PASSAGE FOURNI:
# # # # #

Billeter souhaite ramasser ses réflexions, en donner les idées forces, ne pas se laisser trahir par ce langage qu'il connait si bien, en tant que professionnel si l'on peut dire, par sa connaissance intime de plusieurs d'entre eux, que ce soit le français, l'allemand, le latin ou le chinois, qui fit sa réputation internationale du temps où il fut universitaire genevois.
En bon penseur qui sait que ses réflexions ne surgissent pas que de ses observations, de ses interrogations, de ses éventuelles certitudes (conquises de haute lutte sur le terrain de l'existence),
Jean-François Billeter se situe de lui-même dans une certaine lignée intellectuelle. Nous avons déjà évoqué
Blaise Pascal quant à la forme et certaines réflexions sur l'homme ; un autre grand penseur du XVIIème siècle, néerlandais celui-ci, mais s'exprimant cependant surtout en latin, sert bien souvent de point de départ réflexif au sinologue suisse : c'est
Spinoza, tant annonciateur du grand mouvement dit des Lumières. Nombreux autres intellectuels et philosophe seront convoqués dans ces quelques cent pages lumineuses, incroyables de lucidité, denses, complexes, essentielles. Parmi ceux-là :
Descartes,
Sébastien Roch Nicolas de Chamfort,
Emmanuel Kant, Mme de Staël,
Lichtenberg (auquel l'auteur a consacré une éclairante monographie), Machiavel, Wittgenstein et quelques autres mais sans excès, le propos n'étant pas de reconstruire une histoire de la philosophie moderne, mais de tenter d'apporter des solutions, des directions, des réponses pour aujourd'hui.
Nombreux sont les constats réalisés ici par l'auteur : l'impasse de notre actuelle civilisation - impasse qui comprend le risque accru de la destruction même de notre planète -, les grâces et les dangers du langage, le capitalisme, son fonctionnalisme, ses tumeurs de type totalitaire, ce que liberté devrait VRAIMENT signifier, l'Europe, ce que devrait être son possible rôle fondamental, l'universalisme, le retour plus que jamais urgent à ce qui fondait la philosophie des Lumières - avant qu'elles fut dévoyée et réduite au "raisonnable" d'une part et au "rationnel" de l'autre lesquels ne sont que de faux substituts, trompeurs, à la "raison" - qui se situent entre le «ose savoir» d'
Emmanuel Kant et cette définition plus subtile de
Lichtenberg : «Les Lumières consistent à avoir, dans tous les états de la société, des notions justes de nos besoins essentiels.» En des temps de superficialité exacerbée et de tout possible, n'importe où et à n'importe quel moment, mais sans forcément avoir le moindre pourquoi en réserve, voilà qui détone profondément, et nous rapproche étonnamment d'une pensée très éco
logique, si l'on s'en tient à l'étymologie.
Ces
Esquisses, publiées une première fois en janvier 2016 chez les très précieuses et intelligentes éditions Allia, a connu depuis deux rééditions. La plus récentes refondant l'ensemble, sans en déformer le propos mais le rendant sans doute encore plus vif, insérant des intitulés à ces suites d'
esquisses, les chapitrant en deux grands sous-ensembles, les réorganisant selon une
logique plus fine. Remaniant, ici ou là, des textes qui disconvenaient à leur créateur.

# # # # #

DONNÉES AFFICHÉES:
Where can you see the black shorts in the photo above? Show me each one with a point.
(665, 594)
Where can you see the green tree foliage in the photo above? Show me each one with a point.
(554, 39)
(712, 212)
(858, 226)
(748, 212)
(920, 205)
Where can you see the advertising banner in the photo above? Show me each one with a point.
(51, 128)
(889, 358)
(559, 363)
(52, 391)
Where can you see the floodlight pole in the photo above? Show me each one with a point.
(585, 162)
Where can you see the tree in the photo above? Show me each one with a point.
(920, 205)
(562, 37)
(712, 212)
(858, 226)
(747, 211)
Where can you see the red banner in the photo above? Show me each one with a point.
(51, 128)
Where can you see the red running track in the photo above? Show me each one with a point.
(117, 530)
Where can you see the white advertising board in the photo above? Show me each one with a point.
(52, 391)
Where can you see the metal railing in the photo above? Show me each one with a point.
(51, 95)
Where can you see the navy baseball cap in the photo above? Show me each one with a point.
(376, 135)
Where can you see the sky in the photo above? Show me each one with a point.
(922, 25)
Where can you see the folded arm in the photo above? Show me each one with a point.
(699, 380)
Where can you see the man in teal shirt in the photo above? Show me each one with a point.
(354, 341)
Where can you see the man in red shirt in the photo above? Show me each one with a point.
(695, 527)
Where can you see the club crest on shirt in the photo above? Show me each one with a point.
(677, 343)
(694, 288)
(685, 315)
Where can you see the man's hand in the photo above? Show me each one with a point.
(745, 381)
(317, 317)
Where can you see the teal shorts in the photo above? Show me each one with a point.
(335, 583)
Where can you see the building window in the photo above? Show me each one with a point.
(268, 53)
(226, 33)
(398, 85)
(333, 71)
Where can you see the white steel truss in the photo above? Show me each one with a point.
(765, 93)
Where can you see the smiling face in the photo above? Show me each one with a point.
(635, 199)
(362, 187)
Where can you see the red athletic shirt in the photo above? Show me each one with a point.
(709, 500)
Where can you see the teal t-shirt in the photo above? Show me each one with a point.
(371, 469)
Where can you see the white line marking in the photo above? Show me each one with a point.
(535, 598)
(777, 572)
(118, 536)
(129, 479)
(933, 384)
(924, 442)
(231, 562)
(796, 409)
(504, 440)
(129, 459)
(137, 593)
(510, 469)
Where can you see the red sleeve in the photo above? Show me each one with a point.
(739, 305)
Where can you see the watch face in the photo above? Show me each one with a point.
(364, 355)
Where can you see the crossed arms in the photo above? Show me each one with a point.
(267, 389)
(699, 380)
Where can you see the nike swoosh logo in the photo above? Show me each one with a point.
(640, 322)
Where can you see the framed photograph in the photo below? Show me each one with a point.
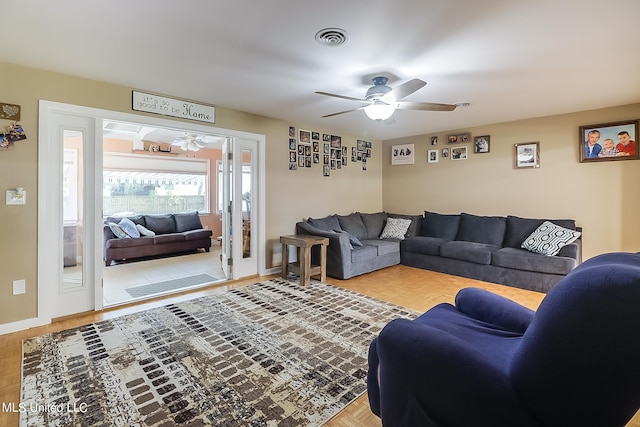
(304, 136)
(481, 144)
(463, 137)
(459, 153)
(609, 141)
(527, 155)
(402, 154)
(432, 156)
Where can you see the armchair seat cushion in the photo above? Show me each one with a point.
(521, 259)
(478, 253)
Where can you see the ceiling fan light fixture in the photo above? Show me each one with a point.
(379, 111)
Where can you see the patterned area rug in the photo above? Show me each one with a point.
(169, 285)
(272, 353)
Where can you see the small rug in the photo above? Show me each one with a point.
(269, 354)
(169, 285)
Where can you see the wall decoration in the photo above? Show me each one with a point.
(527, 155)
(402, 154)
(481, 144)
(304, 136)
(609, 141)
(463, 137)
(9, 111)
(459, 153)
(432, 156)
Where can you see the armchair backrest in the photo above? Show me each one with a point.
(579, 360)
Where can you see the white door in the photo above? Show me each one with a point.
(245, 195)
(68, 193)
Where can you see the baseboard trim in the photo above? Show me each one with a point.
(22, 325)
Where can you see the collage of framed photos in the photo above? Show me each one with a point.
(307, 149)
(481, 144)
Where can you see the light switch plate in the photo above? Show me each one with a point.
(13, 198)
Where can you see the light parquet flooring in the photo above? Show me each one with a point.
(406, 286)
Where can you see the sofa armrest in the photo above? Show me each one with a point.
(494, 309)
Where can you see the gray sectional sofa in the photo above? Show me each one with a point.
(486, 248)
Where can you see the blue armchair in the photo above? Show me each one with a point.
(488, 361)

# # # # #

CONSIGNE 1:
Répondez à ces questions sur le passage fourni :
(a) Quelles langues Billeter connaît-il intimement ?
(b) À quelle date et chez quel éditeur les Esquisses ont-elles paru pour la première fois ?
(c) Combien de rééditions cet ouvrage a-t-il connues depuis ?
CONSIGNE 2: Nommez tous les penseurs énumérés après « Parmi ceux-là » dans le passage fourni.

RÉPONSE COMPLÈTE 1:
(a) Le français, l'allemand, le latin et le chinois.
(b) En janvier 2016, aux éditions Allia.
(c) Deux rééditions.

RÉPONSE COMPLÈTE 2:
Descartes
Sébastien Roch Nicolas de Chamfort
Emmanuel Kant
Mme de Staël
Lichtenberg
Machiavel
Wittgenstein